__BRIEF__: Rewrite the data below, substituting "image coordinates" for each occurrence of "pixel coordinates" and keeping everything else unchanged.

__EXERCISE DATA__:

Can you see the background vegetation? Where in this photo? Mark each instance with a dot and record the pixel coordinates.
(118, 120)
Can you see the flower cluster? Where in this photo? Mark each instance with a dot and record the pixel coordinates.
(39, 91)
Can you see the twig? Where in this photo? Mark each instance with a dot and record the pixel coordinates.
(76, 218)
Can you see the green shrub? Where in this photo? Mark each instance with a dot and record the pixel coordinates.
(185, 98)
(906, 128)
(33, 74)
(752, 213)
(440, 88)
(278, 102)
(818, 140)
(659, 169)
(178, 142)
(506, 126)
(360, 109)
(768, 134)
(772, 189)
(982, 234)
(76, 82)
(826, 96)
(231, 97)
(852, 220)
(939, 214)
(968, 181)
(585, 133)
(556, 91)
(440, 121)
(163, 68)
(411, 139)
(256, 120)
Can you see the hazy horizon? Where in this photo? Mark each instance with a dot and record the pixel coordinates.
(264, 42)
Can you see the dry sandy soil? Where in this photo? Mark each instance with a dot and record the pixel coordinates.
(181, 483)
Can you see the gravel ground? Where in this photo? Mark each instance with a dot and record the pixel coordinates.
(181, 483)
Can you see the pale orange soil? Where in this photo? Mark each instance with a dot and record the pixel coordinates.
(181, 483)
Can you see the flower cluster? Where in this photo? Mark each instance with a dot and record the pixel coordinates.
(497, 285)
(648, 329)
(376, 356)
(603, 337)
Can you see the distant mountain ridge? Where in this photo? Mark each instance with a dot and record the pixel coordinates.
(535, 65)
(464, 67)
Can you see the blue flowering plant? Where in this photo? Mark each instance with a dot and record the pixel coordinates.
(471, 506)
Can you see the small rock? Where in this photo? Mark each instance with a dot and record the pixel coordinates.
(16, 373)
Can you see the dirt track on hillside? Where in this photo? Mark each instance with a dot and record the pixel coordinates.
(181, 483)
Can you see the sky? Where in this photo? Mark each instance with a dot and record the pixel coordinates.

__WRITTEN SOLUTION__:
Can you see the background vegetation? Where in this photo? Mark each instance with a dot and record the image coordinates.
(118, 120)
Can you see the flower cluster? Where in this photo? Mark each instance with a dot and record the image coordinates.
(39, 91)
Can you see the twig? Where in this photo? Mark each instance with a dot and record the image coordinates.
(76, 218)
Can you see the green shrub? Where in this photo? Mark each instance with a dot and record the image coordinates.
(185, 98)
(906, 128)
(33, 74)
(752, 213)
(440, 88)
(278, 102)
(818, 140)
(659, 169)
(178, 142)
(506, 126)
(360, 109)
(768, 134)
(772, 189)
(982, 234)
(76, 82)
(826, 96)
(231, 97)
(852, 220)
(939, 214)
(968, 181)
(585, 133)
(556, 91)
(440, 121)
(163, 68)
(411, 139)
(256, 120)
Can you see the hazy horizon? Where in this photo? Mark each instance with a dot and record the image coordinates.
(264, 42)
Can you see the dry sandy soil? Where in this photo? Mark each instance with a dot and record the image coordinates.
(181, 483)
Can you see the gravel ground? Where in this photo? Mark each instance with a dot and record the image coordinates.
(181, 483)
Can you see the pale orange soil? Where in this photo? Mark each instance with a dot and record the image coordinates.
(181, 483)
Can you see the flower cluster? Where in this photo? Mark each instance with a dot and record the image coordinates.
(497, 285)
(648, 329)
(376, 356)
(603, 337)
Can you see the distant mountain ridge? Where in this photo? Mark each instance with a dot and record the image coordinates.
(535, 65)
(464, 67)
Can you see the blue flowering plant? Where in this photo? Mark each instance with a dot and record the image coordinates.
(471, 506)
Can you see the small rock? Where in this photo? Mark each instance with a dot and record the image coordinates.
(16, 373)
Can you see the dirt track on hillside? Where in this photo? Mark each instance with a dot and record the image coordinates.
(181, 483)
Can you see the sky? Where in this photo? Mark each instance with a dot and record the image coordinates.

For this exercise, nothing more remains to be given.